[[ MATERIAL PROVIDED open ]]

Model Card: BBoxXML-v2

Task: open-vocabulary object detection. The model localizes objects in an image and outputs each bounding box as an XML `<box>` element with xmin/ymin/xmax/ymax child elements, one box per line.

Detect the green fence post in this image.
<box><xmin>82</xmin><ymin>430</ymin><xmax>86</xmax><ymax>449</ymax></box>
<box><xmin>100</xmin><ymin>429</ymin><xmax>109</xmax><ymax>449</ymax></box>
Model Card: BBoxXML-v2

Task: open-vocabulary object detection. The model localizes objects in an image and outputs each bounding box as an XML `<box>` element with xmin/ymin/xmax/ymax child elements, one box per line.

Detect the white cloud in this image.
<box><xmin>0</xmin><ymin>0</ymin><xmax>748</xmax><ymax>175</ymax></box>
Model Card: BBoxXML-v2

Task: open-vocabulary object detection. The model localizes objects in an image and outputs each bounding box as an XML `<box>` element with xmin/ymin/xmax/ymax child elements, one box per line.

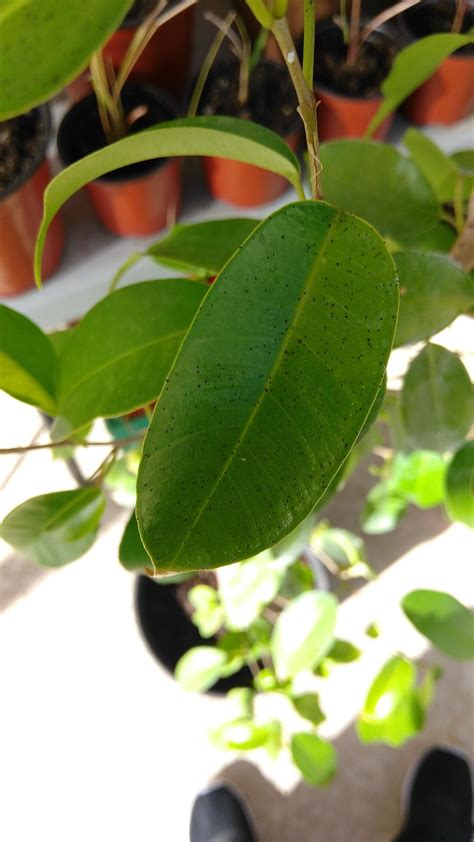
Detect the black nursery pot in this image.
<box><xmin>135</xmin><ymin>575</ymin><xmax>253</xmax><ymax>695</ymax></box>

[[ MATERIAL PROVIDED closed ]]

EXERCISE BRIEF.
Could you please return each line of the material exactly, dropping the pictures?

ANSWER FOR THIS EXERCISE.
Model Card: BBoxXML-v2

Task: open-vocabulary object detection. The model localizes objects in an image and outputs each bounding box as an XML `<box>` element with xmin/ymin/xmax/ymax child elements, one box per line.

Detect the green fence post in this image.
<box><xmin>82</xmin><ymin>430</ymin><xmax>86</xmax><ymax>449</ymax></box>
<box><xmin>100</xmin><ymin>429</ymin><xmax>109</xmax><ymax>449</ymax></box>
Model Card: BBoxXML-v2

Task: open-vocabulary object detection. The model localizes objects in an image and outputs each bounding box as an XML `<box>` element with xmin/ymin/xmax/ymax child elements, one box per line.

Detect the white cloud in this image.
<box><xmin>0</xmin><ymin>0</ymin><xmax>748</xmax><ymax>175</ymax></box>
Model Card: BBoxXML-v2

Task: open-vocabulary object detection. The model localizes objects in an image and outputs each bounding box as an XML `<box>` element with xmin/ymin/xmax/ymax child elements, one box per line.

Detect the black nursery pot in this image.
<box><xmin>135</xmin><ymin>575</ymin><xmax>253</xmax><ymax>695</ymax></box>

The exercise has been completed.